Your tasks =
- 1) Answer these questions using the battery discussion:
(a) What charging voltage is used for a 24V system?
(b) Which lithium-based chemistry is called even less hazardous than lead-acid?
(c) About how much current does a lead-acid battery draw once it reaches 14/28V?
- 2) List every distinct voltage figure that appears in the battery discussion.

Document extract =
----------------------------------------
In the remote control world, Lithium batteries such as A123 are so far advanced compared to NiCad or lead or any other chemistry that I hope they make their way into aircraft soon. They’ll never be a ‘drop in’ replacement, unfortunately.

In the remote control world, Lithium batteries such as A123 are so far advanced compared to NiCad or lead or any other chemistry that I hope they make their way into aircraft soon. They’ll never be a ‘drop in’ replacement, unfortunately.

Why not? There are already LiFePO4 drop-in replacement batteries for motorcycles, why not for aircraft? It’s only a question of certification. By the way, unlike other lithium-based chemistries, LiFePO4 batteries are even less hazardous than lead-acid ones.

LKBU (near Prague), Czech Republic

The simple problem is charging.

Lead acid chemistry is charged by presenting a constant voltage to the battery (14V or 28V for 12V or 24V systems, respectively) and the battery draws whatever current it needs to charge up. As its cell voltage rises, the current reduces and at 14/28V you eventually get just a trickle charge. Actually more than a trickle charge strictly speaking – trickle is OK indefinitely by definition – but only about 1A which is OK for the duration of any flight. The charging voltage ought to be battery cell temperature compensated but if you don’t bother nothing much happens. So the charging circuit is very simple: there isn’t one. You just have to make sure the voltage regulator on the alternator is set to the right figure – 14V or 28V – but you need to do that anyway otherwise you might blow up all the avionic.
----------------------------------------
(Records in a dataset)
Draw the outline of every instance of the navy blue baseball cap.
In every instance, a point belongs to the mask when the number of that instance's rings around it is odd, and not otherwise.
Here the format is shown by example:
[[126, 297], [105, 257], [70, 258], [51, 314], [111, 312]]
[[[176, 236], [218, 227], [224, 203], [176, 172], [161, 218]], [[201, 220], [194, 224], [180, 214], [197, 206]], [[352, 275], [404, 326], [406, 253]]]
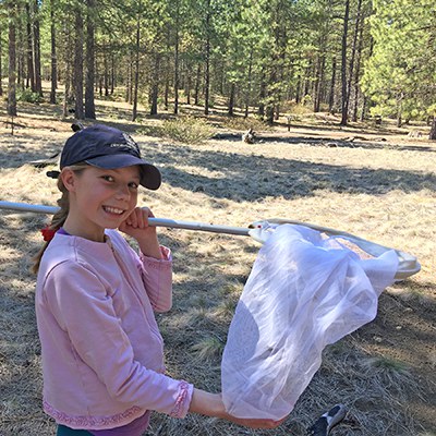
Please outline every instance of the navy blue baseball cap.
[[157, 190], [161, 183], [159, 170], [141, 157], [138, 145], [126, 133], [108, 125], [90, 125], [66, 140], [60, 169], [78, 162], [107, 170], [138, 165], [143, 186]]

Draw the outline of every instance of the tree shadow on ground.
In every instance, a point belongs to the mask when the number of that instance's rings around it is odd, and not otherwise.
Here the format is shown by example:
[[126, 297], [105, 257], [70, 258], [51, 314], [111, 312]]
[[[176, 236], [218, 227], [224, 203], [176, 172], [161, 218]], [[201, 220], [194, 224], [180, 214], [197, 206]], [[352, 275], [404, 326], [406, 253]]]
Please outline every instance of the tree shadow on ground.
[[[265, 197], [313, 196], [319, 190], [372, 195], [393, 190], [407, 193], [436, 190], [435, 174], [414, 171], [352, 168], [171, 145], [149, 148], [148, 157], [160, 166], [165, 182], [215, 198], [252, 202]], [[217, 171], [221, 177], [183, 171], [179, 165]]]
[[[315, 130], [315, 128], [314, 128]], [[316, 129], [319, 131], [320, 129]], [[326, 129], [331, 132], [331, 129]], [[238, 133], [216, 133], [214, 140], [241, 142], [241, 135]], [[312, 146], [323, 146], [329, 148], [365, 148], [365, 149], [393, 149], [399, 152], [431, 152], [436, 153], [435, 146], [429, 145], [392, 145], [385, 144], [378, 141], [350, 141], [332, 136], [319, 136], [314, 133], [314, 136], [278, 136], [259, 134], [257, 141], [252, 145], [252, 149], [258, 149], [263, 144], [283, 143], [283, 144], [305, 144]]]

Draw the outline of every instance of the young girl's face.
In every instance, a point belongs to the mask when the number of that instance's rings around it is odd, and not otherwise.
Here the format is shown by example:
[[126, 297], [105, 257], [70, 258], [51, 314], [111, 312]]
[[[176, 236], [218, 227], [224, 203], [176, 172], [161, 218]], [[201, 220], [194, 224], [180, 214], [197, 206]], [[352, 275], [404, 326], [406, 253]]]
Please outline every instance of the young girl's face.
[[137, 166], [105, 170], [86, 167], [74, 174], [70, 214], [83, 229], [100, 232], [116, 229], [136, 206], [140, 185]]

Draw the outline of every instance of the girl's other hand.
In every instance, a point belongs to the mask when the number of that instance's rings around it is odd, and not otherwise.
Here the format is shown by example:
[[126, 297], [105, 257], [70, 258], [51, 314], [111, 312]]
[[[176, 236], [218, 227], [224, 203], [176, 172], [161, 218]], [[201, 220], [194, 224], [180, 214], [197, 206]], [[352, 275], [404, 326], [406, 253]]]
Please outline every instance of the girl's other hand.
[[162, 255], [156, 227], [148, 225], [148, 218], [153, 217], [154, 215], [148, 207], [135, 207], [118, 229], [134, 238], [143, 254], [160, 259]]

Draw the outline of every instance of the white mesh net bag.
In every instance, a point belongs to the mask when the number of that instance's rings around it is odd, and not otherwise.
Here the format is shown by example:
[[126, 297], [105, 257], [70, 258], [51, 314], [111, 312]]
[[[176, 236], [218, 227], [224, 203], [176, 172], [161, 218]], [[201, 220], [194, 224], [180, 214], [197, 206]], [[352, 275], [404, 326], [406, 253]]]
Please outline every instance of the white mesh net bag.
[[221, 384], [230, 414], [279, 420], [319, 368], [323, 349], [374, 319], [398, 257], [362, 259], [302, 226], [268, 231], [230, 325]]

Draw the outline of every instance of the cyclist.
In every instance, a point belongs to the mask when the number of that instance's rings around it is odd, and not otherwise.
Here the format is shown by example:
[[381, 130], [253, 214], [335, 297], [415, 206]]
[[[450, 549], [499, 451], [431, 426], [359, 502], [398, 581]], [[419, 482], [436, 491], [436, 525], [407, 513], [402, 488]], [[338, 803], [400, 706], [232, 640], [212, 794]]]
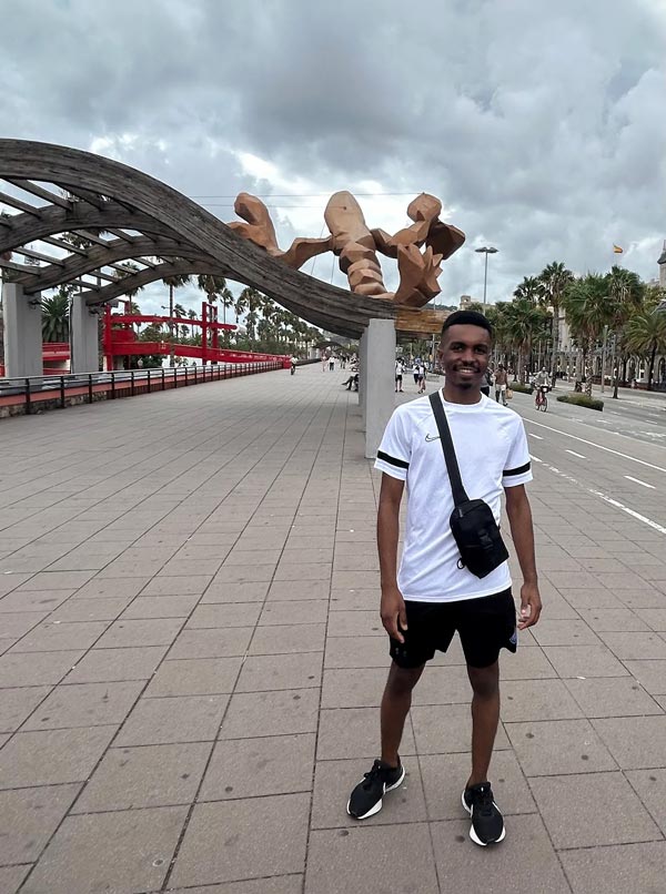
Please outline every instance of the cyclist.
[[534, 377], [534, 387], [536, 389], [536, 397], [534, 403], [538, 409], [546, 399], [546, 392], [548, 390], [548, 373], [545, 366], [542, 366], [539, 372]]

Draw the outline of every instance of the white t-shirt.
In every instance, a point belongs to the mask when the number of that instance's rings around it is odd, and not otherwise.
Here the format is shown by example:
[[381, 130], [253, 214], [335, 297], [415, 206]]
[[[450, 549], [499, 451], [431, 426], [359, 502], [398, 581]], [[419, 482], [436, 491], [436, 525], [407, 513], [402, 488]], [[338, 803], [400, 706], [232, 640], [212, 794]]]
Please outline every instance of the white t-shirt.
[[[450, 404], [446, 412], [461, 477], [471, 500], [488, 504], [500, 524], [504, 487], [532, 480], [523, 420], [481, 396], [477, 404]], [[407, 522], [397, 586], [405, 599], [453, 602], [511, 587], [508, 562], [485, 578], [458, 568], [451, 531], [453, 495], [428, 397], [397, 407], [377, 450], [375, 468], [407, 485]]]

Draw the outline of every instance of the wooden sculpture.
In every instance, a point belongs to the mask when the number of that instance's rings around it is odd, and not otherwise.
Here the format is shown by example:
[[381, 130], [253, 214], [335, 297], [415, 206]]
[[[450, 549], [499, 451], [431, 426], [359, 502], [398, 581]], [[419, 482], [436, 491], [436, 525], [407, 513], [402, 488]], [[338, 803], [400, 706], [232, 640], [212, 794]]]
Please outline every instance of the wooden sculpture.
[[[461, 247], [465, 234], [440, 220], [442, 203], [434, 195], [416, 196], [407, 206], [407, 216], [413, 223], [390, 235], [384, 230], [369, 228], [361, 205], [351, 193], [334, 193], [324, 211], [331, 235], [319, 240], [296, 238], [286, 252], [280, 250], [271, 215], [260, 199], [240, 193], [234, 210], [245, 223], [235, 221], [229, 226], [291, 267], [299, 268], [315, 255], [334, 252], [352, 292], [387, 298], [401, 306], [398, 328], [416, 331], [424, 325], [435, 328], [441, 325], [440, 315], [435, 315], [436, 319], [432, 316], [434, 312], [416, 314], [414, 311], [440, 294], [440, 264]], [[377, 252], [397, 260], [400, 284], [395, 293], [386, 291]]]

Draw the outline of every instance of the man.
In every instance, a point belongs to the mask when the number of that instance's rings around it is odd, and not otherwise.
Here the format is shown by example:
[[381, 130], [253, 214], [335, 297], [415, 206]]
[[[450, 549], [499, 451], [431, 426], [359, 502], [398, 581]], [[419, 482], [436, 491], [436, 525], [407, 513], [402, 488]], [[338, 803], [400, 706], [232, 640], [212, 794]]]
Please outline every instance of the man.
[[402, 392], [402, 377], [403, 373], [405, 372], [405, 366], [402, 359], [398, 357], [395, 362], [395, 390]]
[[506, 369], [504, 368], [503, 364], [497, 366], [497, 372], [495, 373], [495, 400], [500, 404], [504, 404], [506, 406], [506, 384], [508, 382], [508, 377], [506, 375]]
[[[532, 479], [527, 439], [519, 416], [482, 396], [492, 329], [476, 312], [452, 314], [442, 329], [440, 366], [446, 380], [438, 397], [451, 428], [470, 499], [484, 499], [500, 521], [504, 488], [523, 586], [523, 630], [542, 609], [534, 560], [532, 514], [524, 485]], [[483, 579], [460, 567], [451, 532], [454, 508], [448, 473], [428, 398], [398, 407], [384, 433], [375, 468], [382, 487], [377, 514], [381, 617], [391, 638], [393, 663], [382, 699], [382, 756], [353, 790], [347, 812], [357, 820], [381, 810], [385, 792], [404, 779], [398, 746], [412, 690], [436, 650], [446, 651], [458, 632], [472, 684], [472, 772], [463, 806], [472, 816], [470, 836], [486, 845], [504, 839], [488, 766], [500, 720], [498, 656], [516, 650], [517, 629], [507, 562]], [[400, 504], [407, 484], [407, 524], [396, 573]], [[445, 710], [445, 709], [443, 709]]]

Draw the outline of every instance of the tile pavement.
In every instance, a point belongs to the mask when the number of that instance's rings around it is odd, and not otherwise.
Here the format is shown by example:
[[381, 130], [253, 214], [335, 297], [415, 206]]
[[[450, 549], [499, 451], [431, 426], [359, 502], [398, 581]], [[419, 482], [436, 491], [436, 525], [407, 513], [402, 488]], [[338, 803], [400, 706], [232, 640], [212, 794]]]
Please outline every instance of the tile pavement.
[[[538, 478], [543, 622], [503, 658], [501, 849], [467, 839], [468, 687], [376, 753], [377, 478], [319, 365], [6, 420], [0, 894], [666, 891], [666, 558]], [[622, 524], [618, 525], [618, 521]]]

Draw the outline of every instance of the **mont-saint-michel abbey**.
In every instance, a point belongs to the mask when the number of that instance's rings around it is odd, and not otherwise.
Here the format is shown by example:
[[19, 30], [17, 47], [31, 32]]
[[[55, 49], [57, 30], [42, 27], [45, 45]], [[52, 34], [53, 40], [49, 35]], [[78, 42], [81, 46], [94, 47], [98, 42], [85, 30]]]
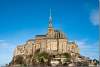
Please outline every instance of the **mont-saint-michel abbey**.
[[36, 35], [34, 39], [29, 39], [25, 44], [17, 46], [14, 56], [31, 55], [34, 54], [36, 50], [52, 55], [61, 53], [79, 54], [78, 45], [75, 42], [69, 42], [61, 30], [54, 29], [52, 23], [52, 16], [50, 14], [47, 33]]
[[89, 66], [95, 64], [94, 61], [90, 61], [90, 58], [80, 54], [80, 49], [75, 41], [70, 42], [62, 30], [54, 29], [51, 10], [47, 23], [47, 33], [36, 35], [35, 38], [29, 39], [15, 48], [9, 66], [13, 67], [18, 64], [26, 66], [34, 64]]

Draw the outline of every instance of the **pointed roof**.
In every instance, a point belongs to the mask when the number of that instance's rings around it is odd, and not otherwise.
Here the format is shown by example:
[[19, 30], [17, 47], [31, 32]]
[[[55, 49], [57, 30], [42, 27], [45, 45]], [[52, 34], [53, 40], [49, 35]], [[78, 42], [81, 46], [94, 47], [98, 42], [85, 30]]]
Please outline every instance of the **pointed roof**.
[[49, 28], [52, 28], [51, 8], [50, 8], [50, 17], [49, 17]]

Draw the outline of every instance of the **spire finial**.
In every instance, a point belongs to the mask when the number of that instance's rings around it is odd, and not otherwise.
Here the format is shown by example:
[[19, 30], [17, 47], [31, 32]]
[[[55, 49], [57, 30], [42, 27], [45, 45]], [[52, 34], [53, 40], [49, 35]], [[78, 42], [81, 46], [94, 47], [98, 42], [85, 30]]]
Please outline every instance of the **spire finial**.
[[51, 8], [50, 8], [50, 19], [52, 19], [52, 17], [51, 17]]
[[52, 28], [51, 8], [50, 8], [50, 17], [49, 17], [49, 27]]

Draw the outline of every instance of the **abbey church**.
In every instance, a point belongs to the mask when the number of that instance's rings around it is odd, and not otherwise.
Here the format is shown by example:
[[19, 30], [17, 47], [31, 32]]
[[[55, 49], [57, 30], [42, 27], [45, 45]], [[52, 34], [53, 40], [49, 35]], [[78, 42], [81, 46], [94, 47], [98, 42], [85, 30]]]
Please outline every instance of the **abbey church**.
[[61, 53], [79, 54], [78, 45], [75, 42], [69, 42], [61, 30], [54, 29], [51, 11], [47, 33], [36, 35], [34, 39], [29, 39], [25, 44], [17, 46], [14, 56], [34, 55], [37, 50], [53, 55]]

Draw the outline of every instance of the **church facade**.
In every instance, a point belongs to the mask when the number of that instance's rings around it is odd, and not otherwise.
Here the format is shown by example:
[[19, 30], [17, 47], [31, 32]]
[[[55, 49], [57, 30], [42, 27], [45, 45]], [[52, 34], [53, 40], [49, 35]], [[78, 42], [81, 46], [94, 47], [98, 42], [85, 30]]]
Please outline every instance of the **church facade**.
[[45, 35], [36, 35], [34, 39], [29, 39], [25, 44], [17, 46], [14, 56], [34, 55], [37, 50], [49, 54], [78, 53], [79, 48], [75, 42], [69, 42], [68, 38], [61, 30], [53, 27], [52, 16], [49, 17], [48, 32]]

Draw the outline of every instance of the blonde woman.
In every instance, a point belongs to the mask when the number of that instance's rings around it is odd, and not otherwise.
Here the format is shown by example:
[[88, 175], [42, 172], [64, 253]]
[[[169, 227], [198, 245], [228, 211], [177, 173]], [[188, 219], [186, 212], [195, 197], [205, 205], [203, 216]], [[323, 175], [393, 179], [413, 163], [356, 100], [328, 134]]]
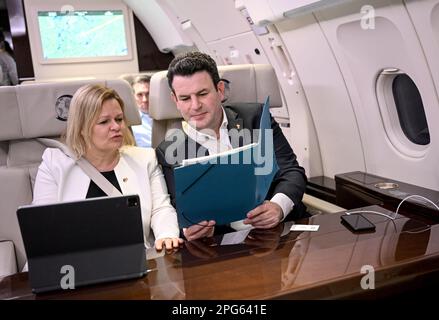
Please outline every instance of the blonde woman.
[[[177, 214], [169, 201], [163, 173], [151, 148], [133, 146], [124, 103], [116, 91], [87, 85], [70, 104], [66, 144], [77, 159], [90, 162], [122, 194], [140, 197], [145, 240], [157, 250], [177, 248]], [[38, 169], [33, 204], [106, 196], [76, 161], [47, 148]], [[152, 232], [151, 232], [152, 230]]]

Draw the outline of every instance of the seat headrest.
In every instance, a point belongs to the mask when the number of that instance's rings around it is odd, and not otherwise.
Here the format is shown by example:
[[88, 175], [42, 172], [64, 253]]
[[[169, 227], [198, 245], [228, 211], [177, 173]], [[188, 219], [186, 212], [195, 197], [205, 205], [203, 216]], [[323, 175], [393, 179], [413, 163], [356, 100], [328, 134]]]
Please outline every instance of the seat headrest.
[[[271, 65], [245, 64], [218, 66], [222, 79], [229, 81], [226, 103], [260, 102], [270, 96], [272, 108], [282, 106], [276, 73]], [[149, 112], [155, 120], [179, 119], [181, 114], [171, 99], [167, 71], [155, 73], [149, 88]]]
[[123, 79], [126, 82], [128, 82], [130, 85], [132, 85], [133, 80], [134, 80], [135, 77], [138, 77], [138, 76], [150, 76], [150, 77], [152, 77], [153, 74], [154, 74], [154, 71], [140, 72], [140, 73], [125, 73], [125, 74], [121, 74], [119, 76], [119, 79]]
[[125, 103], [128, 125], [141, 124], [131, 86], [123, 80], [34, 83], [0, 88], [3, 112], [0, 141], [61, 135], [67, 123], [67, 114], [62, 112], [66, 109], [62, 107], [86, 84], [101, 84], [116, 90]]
----------------------------------------
Completed exercise =
- 1)
(a) 28V
(b) LiFePO4
(c) About 1A

- 2) 14V, 28V, 12V, 24V